Gerade die Söldner hätten es eigentlich wissen müssen: Ist ein Fluss erst einmal zu einem reißenden Strom geworden und über die Ufer getreten, dann kann er ganze Landstriche verwüsten und auch die erfahrensten Reiter mitreißen. Gerade sind die Söldner der schwedisch-französischen Armee über die bayerische Landesgrenze getreten und haben Städte und Dörfer verwüstet.
Viele Schlachten haben die Soldaten geschlagen, auch erfahrene Gegner überwunden. Jetzt, im Juni 1648, sind sie schon seit “über vierzehen wochen an dem Yhn (Inn) gelegen und (haben nach Alt- und Neuötting) vil tausend schüß herübergethan mit solchem gewalt und krachen, daß alhie die häuser und fenster häuffig” zitterten. Die Gewalt der Wasser des Inns konnten sie damit nicht brechen.
Madonna zwischen den dunklen Wolken
Wie Gabriel Küpferle (der Chorherr führte die “Histori”, die Chronik des Jesuitenpaters Irsing fort) weitererzählt, half es den Söldnern nichts, als sie mit “furi und allerhand erdachten kriegslisten (…) den Yhn an vilen orthen” anrannten. Die Armee löst sich auf, der Kreislauf des Wassers bricht den Kreislauf der Gewalt. Dann geben sogar die Feldherrn auf: Die beiden “alten feldmarschalcken Touraine und Wrangel” sollen erklärt haben, “man sehe augenscheinlich, daß sie die schwartze Maria von Alten-Oeting nit hinüberlasse”. Im Dioramenbild des Künstlers Reinhold Zellner schwebt die schwarze Madonna zwischen den dunklen Wolken, direkt über dem tosenden Wasser – mit ernstem, traurigem Blick; vielleicht ist auch ein bisschen Mitleid dabei.
Nur ein Drittel der Bevölkerung überlebte
Auch das Volk sah in Maria den Grund für den Hochwasser führenden Inn, der den Feind nicht hinüberließ. Die Legende von der Altöttinger Gottesmutter, die eine ganze Armee stoppte, breitete sich schnell aus. Dabei war sie eigentlich gar nicht da; schon zum zweiten Mal nach 1632 hatte Kurfürst Maximilian I. das Gnadenbild ins “Salzburger Exil” geschickt. Persönlich brachte der Kurfürst das Gnadenbild von Burghausen nach Salzburg und gab es in die Obhut des Fürsterzbischofs Paris Lodron. Maximilian I. ging auf Nummer Sicher. Wie immer. Vor allem in Kriegszeiten überließ er nichts dem Zufall. “Sein” Söldnerheer hatte der “Generalissimus” Maximilian I. treuen Feldherrn unterstellt und dank einer solide geführten Staatskasse und mit Hilfe einer zuverlässigen Beamtenschaft streng diszipliniert. Diplomatisch geschickt verhandelte der Kurfürst im Sinne bayerischer Interessen und der katholischen Sache. Dennoch: Auch der Kurfürst wurde von einer Welle der Gewalt getroffen, die das ganze Heilige Römische Reich Deutscher Nation überrollte. Nach 30 Jahren Krieg, Ende 1648, stand Maximilian I. vor einem verwüsteten Land: Krieg und Seuchen forderten Menschenleben in einem nie dagewesenen Ausmaß. In Süddeutschland überlebte nur etwa ein Drittel der Bevölkerung.

*****

→ Aufgabe 1
Wem übergab Kurfürst Maximilian I. laut dem Text über die Altöttinger Madonna das Gnadenbild in Salzburg?
→ Aufgabe 2
Setzen Sie den Text über die Altöttinger Madonna im Dreißigjährigen Krieg im Anschluss an seinen letzten Satz fort.

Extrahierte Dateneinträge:
*****

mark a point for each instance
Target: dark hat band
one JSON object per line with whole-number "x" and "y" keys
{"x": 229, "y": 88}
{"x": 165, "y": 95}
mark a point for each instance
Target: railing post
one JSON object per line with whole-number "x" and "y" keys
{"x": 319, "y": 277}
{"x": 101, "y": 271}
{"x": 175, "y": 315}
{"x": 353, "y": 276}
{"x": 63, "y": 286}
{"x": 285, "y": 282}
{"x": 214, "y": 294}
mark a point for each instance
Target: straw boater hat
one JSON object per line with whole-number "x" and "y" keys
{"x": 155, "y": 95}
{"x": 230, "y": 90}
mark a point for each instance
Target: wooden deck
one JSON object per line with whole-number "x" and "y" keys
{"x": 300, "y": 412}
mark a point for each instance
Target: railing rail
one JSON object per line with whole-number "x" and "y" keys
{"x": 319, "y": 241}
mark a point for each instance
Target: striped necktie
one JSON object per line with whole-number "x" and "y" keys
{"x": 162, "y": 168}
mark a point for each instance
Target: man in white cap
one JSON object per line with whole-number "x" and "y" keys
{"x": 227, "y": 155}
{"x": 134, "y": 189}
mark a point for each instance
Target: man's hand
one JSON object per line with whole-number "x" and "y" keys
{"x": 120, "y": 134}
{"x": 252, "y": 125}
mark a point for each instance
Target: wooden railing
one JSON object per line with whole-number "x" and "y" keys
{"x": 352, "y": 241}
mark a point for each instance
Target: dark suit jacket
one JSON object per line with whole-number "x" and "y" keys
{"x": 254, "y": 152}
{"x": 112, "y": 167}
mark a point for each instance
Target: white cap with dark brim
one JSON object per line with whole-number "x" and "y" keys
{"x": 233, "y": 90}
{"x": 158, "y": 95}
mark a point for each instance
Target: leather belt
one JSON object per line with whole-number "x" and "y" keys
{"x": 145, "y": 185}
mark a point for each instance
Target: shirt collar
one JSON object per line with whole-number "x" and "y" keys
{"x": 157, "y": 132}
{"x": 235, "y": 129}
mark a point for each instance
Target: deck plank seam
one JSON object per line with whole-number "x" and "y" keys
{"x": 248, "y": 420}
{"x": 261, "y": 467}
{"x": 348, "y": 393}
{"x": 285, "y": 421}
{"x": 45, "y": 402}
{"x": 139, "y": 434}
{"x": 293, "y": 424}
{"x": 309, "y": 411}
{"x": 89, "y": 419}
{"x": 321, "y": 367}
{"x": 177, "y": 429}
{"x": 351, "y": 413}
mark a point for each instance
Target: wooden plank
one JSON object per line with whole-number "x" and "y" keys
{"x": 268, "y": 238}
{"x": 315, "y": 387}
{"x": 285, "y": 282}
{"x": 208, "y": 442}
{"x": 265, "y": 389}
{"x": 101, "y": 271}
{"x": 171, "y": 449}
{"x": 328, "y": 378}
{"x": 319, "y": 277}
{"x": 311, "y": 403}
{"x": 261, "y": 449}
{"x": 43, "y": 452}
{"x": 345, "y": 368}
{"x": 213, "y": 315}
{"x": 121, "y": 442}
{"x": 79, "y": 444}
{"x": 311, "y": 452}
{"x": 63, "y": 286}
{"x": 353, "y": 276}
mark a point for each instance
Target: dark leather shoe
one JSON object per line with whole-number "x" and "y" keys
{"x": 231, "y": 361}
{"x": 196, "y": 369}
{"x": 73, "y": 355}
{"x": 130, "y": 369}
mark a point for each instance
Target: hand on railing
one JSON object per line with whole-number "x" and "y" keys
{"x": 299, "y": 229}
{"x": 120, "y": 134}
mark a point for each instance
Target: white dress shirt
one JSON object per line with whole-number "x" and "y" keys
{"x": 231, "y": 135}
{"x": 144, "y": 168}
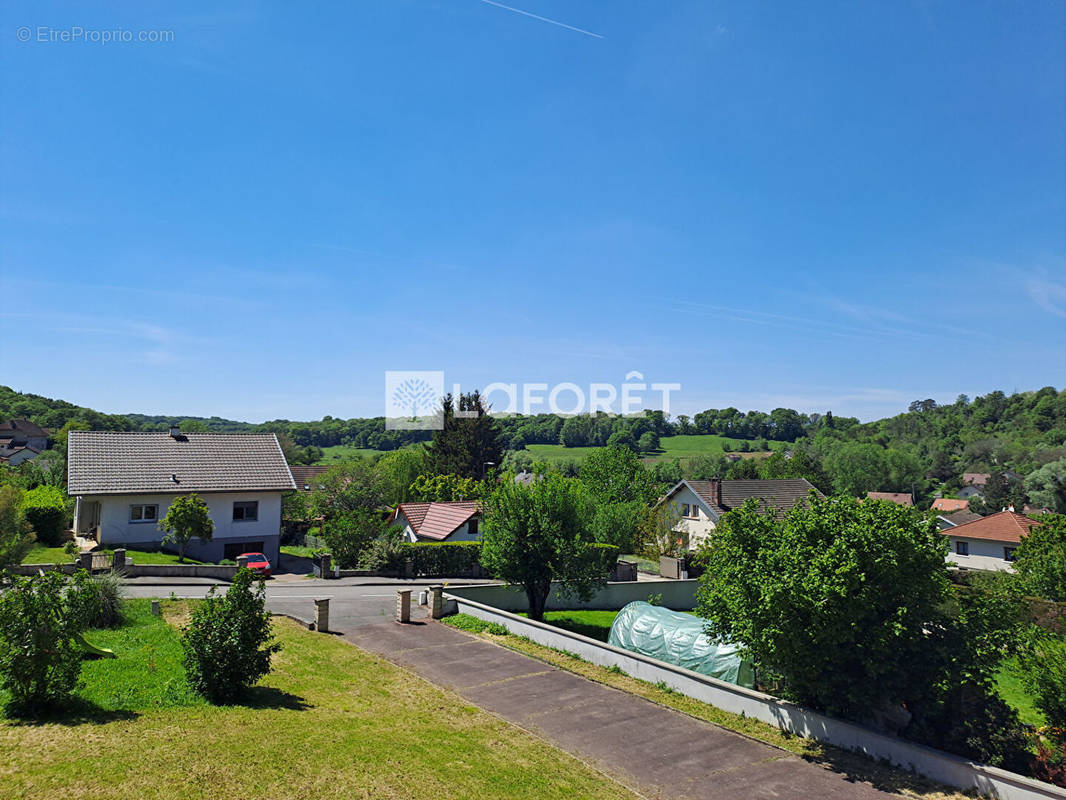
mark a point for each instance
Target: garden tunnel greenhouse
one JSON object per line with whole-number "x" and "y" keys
{"x": 678, "y": 638}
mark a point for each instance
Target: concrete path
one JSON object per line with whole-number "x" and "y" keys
{"x": 656, "y": 751}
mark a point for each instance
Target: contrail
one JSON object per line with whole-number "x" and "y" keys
{"x": 543, "y": 19}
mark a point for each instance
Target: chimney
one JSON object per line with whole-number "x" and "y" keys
{"x": 715, "y": 492}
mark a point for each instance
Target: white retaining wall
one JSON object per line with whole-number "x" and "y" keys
{"x": 934, "y": 764}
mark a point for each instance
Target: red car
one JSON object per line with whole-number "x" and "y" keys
{"x": 257, "y": 562}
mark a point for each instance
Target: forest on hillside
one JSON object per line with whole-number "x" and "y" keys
{"x": 1019, "y": 438}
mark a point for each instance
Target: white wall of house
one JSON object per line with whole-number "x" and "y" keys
{"x": 983, "y": 554}
{"x": 696, "y": 524}
{"x": 117, "y": 528}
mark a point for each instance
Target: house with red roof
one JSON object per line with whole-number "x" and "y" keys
{"x": 948, "y": 505}
{"x": 439, "y": 522}
{"x": 900, "y": 498}
{"x": 988, "y": 543}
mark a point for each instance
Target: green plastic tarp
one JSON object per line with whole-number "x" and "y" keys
{"x": 679, "y": 639}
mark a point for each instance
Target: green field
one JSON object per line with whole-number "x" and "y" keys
{"x": 329, "y": 721}
{"x": 42, "y": 555}
{"x": 671, "y": 447}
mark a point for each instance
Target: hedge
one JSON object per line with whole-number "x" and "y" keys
{"x": 45, "y": 509}
{"x": 442, "y": 558}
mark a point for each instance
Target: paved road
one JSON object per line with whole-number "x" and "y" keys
{"x": 353, "y": 602}
{"x": 653, "y": 750}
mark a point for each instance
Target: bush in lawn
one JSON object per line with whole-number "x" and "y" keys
{"x": 105, "y": 597}
{"x": 385, "y": 553}
{"x": 835, "y": 598}
{"x": 350, "y": 533}
{"x": 228, "y": 642}
{"x": 1044, "y": 673}
{"x": 39, "y": 660}
{"x": 1040, "y": 559}
{"x": 187, "y": 517}
{"x": 45, "y": 509}
{"x": 16, "y": 539}
{"x": 540, "y": 532}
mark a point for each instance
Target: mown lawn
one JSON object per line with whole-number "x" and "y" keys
{"x": 42, "y": 555}
{"x": 329, "y": 721}
{"x": 683, "y": 447}
{"x": 1015, "y": 694}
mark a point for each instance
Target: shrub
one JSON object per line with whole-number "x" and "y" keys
{"x": 16, "y": 539}
{"x": 39, "y": 661}
{"x": 1044, "y": 674}
{"x": 836, "y": 598}
{"x": 1050, "y": 762}
{"x": 350, "y": 533}
{"x": 228, "y": 642}
{"x": 45, "y": 509}
{"x": 385, "y": 553}
{"x": 105, "y": 596}
{"x": 443, "y": 558}
{"x": 187, "y": 517}
{"x": 974, "y": 722}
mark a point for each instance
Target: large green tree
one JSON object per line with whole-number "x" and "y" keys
{"x": 469, "y": 444}
{"x": 540, "y": 532}
{"x": 1047, "y": 486}
{"x": 835, "y": 598}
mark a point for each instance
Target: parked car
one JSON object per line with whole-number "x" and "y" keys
{"x": 257, "y": 562}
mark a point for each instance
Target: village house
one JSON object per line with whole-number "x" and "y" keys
{"x": 439, "y": 522}
{"x": 20, "y": 441}
{"x": 988, "y": 542}
{"x": 124, "y": 484}
{"x": 900, "y": 498}
{"x": 701, "y": 504}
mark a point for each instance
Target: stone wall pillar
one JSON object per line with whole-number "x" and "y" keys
{"x": 436, "y": 602}
{"x": 322, "y": 616}
{"x": 403, "y": 605}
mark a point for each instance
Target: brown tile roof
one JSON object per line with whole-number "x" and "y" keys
{"x": 950, "y": 504}
{"x": 437, "y": 520}
{"x": 900, "y": 498}
{"x": 780, "y": 495}
{"x": 962, "y": 516}
{"x": 1006, "y": 526}
{"x": 23, "y": 427}
{"x": 304, "y": 476}
{"x": 110, "y": 463}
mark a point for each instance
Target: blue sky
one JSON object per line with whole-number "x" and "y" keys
{"x": 830, "y": 205}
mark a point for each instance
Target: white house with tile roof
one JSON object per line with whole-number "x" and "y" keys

*****

→ Antwort 1
Dem Fürsterzbischof Paris Lodron.

→ Antwort 2
Mit eruptiver Gewalt
Dabei fing alles recht klein an, lokal begrenzt in Böhmen, als innerterritorialer Konflikt zwischen Landständen und Zentralgewalt. Dann eine Provokation: Protestantische Adlige warfen im Mai 1618 zwei Räte des streng katholisch gesinnten österreichischen Erzherzogs und Königs von Böhmen Ferdinand II. aus dem Fenster der Prager Burg. Der Quell des Übels aber war tiefer, all die über Jahre und Jahrzehnte hinweg angestauten Konflikte, die konfessionellen und die noch viel gefährlicheren dynastischen Auseinandersetzungen sprudelten nun an die Oberfläche und brachen aus mit eruptiver Gewalt. Die Einteilung des so genannten Dreißigjährigen Krieges in vier Konflikte – benannt nach den jeweiligen Gegnern des Kaisers und der Habsburger Mächte: in den Böhmisch-Pfälzischen (1618−1623), Dänisch-Niedersächsischen (1623−1629), Schwedischen (1629−1635) und Schwedisch-Französischen Krieg (1635−1648), zeigt auf: Immer mehr Nachbarn zog es hinein in einen Strudel aus Gewalt, sich verschiebender Machtgefüge und erneuter Gewalt.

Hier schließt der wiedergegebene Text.